TASK ITEM » Output the records exactly, and drop each picture.

[RECORDS PROVIDED — start]

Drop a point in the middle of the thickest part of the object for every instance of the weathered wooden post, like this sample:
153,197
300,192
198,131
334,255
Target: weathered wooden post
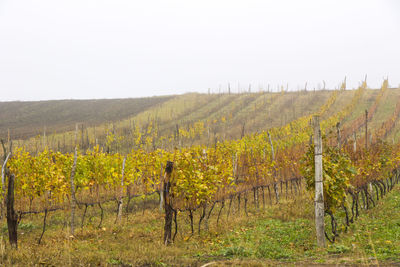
319,188
273,160
338,136
12,217
169,211
121,193
366,129
73,199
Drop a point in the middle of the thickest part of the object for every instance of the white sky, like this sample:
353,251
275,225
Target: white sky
57,49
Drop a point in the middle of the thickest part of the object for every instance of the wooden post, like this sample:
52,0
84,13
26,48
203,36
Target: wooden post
273,160
319,188
12,218
355,143
73,199
338,136
168,203
121,192
366,129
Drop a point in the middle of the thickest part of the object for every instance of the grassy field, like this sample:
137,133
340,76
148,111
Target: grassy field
281,234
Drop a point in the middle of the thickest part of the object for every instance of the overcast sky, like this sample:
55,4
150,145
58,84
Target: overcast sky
62,49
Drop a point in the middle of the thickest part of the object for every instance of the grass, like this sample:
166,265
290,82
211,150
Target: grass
283,234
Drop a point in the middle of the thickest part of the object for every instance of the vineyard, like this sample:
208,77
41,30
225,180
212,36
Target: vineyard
195,178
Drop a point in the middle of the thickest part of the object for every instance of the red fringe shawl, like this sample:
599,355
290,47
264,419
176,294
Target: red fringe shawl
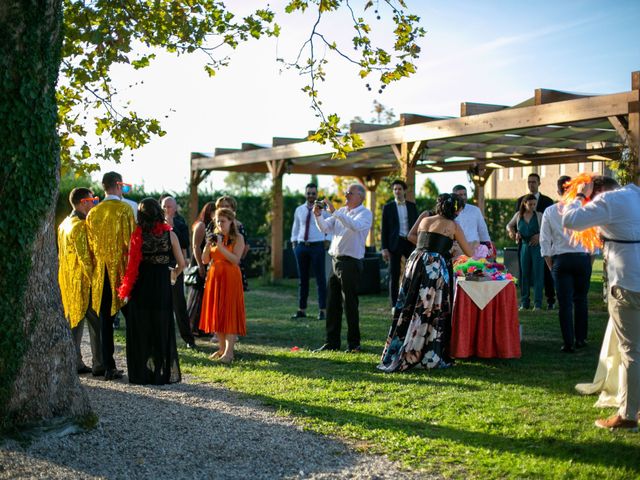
135,257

[RECORDS PROVIDED — finish]

ANSWER TO THIS EXERCISE »
Drop a point in the middle of the thickest part of the object for every instance of the weathered wooden post, like this sample:
153,197
300,192
198,131
334,255
Target: weathered wooden post
319,188
273,160
338,136
12,217
169,211
121,193
366,129
73,199
Drop a point in the middle of the thickest part of the object for every instance of the white sky, like this sample:
353,251
275,225
Target: white sky
57,49
Drop a point in the middle of the thickest part of the object for every instance of the wooden post, like this sample:
52,0
84,13
26,48
203,36
Target: wooden post
273,160
319,188
12,218
355,143
73,199
338,136
168,203
121,192
366,129
Drop a point in the middle of the thickest part of the object for every instance of the grassy field, like this sample:
137,133
340,76
148,111
Target: grassy field
281,234
Drop a point in the middle of the thickest part of the object for every instance of the overcast sky, like this sample:
55,4
150,145
58,84
Target: overcast sky
62,49
Drop a point in the middle of the thickest part of the object for every instance of the grass, like this sample:
166,265
290,82
211,150
Target: grass
283,234
Drop a point in the middle of the thickest part of the object for every instance of the vineyard, like this sample:
208,77
41,30
225,180
212,36
Target: vineyard
195,178
Drop a point in the middle of the thickest part of the object for every instance of the red fringe shawl, like this sample:
599,355
290,47
264,419
176,294
Target: red fringe shawl
135,257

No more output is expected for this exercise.